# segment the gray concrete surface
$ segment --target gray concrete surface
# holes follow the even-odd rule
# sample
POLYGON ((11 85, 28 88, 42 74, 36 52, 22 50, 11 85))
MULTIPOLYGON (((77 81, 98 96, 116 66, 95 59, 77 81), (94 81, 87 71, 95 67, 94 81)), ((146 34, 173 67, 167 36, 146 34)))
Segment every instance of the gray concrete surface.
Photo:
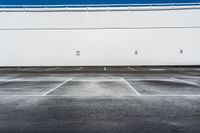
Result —
POLYGON ((3 69, 2 133, 200 131, 199 68, 3 69))

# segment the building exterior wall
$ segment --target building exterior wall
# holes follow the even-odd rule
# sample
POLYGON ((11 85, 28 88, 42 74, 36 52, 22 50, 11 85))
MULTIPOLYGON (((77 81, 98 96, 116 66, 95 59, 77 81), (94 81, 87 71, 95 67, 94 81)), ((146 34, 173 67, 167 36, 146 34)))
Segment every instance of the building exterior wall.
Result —
POLYGON ((0 50, 0 66, 200 65, 200 9, 0 12, 0 50))

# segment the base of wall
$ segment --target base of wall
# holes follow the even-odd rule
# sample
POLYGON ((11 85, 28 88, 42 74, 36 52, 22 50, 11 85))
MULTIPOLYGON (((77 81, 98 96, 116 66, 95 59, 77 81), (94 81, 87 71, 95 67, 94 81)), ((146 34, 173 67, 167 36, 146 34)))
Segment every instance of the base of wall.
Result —
POLYGON ((0 73, 166 73, 200 72, 200 65, 193 66, 18 66, 0 67, 0 73))

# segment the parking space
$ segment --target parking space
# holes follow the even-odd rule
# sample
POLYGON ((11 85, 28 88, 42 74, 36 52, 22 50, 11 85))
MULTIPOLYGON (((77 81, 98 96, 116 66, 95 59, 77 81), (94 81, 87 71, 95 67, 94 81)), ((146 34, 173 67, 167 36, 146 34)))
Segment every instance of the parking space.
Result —
MULTIPOLYGON (((80 71, 89 68, 71 67, 80 71)), ((103 67, 97 69, 102 70, 103 67)), ((110 67, 109 69, 111 69, 110 67)), ((39 69, 39 68, 34 68, 39 69)), ((199 96, 200 77, 192 73, 3 73, 0 76, 0 95, 37 95, 66 97, 120 96, 199 96), (70 79, 68 81, 68 79, 70 79), (67 82, 66 82, 67 81, 67 82), (50 91, 52 90, 53 91, 50 91), (49 92, 50 91, 50 92, 49 92), (45 95, 44 95, 45 94, 45 95)), ((56 68, 66 69, 66 68, 56 68)), ((87 70, 88 69, 88 70, 87 70)), ((107 68, 108 69, 108 68, 107 68)), ((117 67, 113 71, 121 69, 117 67)), ((128 69, 128 67, 127 67, 128 69)), ((152 71, 153 68, 151 68, 152 71)), ((94 71, 95 69, 91 69, 94 71)), ((125 69, 126 70, 126 69, 125 69)), ((131 69, 129 69, 131 71, 131 69)), ((132 70, 133 71, 133 70, 132 70)), ((155 68, 153 71, 161 71, 155 68)))
POLYGON ((0 95, 42 95, 60 82, 56 81, 10 81, 0 84, 0 95))
POLYGON ((120 81, 120 76, 115 76, 112 74, 86 74, 76 75, 73 77, 75 81, 120 81))
POLYGON ((134 68, 124 73, 116 73, 118 68, 105 73, 104 67, 97 73, 84 67, 69 69, 80 73, 47 69, 53 67, 39 73, 0 72, 0 132, 200 130, 200 76, 193 68, 174 72, 134 68))
POLYGON ((24 78, 23 81, 60 81, 63 82, 71 77, 69 74, 41 74, 41 73, 28 73, 18 74, 19 78, 24 78))
POLYGON ((119 97, 136 95, 123 81, 69 81, 49 95, 119 97))
POLYGON ((178 79, 129 81, 141 95, 200 95, 200 85, 178 79))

* PROBLEM STATEMENT *
Repeat all of the entries above exactly. Keep pictures out of it.

* EXPECTED OUTPUT *
# segment the gray concrete surface
$ segment --target gray concrete surface
# holes follow the even-odd rule
# sample
POLYGON ((11 85, 28 88, 42 74, 36 52, 22 50, 11 85))
MULTIPOLYGON (((77 81, 98 96, 116 66, 95 59, 77 81), (94 81, 87 71, 95 67, 94 81)), ((146 34, 173 67, 167 36, 146 34)))
Segment every instance of the gray concrete surface.
Photo:
Result —
POLYGON ((3 69, 2 133, 200 131, 199 68, 3 69))

# segment the building exterior wall
$ segment --target building exterior wall
# holes follow the even-odd rule
# sample
POLYGON ((11 85, 28 88, 42 74, 36 52, 22 50, 11 85))
MULTIPOLYGON (((77 81, 98 96, 116 66, 95 59, 77 81), (94 81, 87 71, 95 67, 94 81)), ((146 34, 173 67, 167 36, 146 34)))
Segment every instance of the building exterior wall.
Result —
POLYGON ((0 50, 0 66, 200 65, 200 9, 0 12, 0 50))

# segment the base of wall
$ segment --target base of wall
# holes follow the even-odd rule
# sample
POLYGON ((11 85, 28 88, 42 74, 36 52, 22 50, 11 85))
MULTIPOLYGON (((77 81, 98 96, 116 66, 95 59, 77 81), (94 81, 87 71, 95 67, 94 81)), ((146 34, 173 67, 167 36, 146 34)))
Segment every instance of the base of wall.
Result —
POLYGON ((0 73, 166 73, 200 72, 200 65, 193 66, 18 66, 0 67, 0 73))

# segment the parking space
$ segment --target parking space
# holes follow the even-odd rule
# sample
POLYGON ((11 85, 28 88, 42 74, 36 52, 22 50, 11 85))
MULTIPOLYGON (((77 81, 98 96, 116 66, 95 59, 77 81), (94 81, 87 71, 95 67, 94 81)), ((146 34, 173 67, 167 36, 146 34)))
Segment every instance of the parking space.
Result —
MULTIPOLYGON (((80 71, 89 68, 71 67, 80 71)), ((103 67, 97 69, 102 70, 103 67)), ((110 67, 109 69, 111 69, 110 67)), ((39 69, 39 68, 34 68, 39 69)), ((199 96, 200 77, 192 73, 3 73, 0 76, 0 95, 37 95, 66 97, 120 96, 199 96), (70 79, 68 81, 68 79, 70 79), (67 82, 66 82, 67 81, 67 82), (50 91, 52 90, 53 91, 50 91), (49 92, 50 91, 50 92, 49 92), (45 95, 44 95, 45 94, 45 95)), ((56 68, 66 69, 66 68, 56 68)), ((87 70, 88 69, 88 70, 87 70)), ((107 68, 108 69, 108 68, 107 68)), ((117 67, 113 71, 121 69, 117 67)), ((128 69, 128 67, 127 67, 128 69)), ((152 71, 153 68, 151 68, 152 71)), ((94 71, 95 69, 91 69, 94 71)), ((125 69, 126 70, 126 69, 125 69)), ((131 69, 129 69, 131 71, 131 69)), ((132 70, 133 71, 133 70, 132 70)), ((155 68, 153 71, 161 71, 155 68)))
POLYGON ((0 95, 42 95, 60 82, 56 81, 10 81, 0 84, 0 95))
POLYGON ((120 81, 120 76, 115 76, 112 74, 86 74, 76 75, 73 77, 75 81, 120 81))
POLYGON ((134 68, 124 73, 116 73, 118 68, 105 73, 104 67, 97 73, 84 67, 69 69, 80 73, 47 69, 53 67, 39 73, 0 72, 0 132, 200 130, 200 76, 193 68, 174 72, 134 68))
POLYGON ((24 78, 23 81, 60 81, 63 82, 71 77, 69 74, 41 74, 41 73, 28 73, 18 74, 19 78, 24 78))
POLYGON ((119 97, 136 95, 123 81, 69 81, 49 95, 119 97))
POLYGON ((178 79, 129 81, 141 95, 200 95, 200 85, 178 79))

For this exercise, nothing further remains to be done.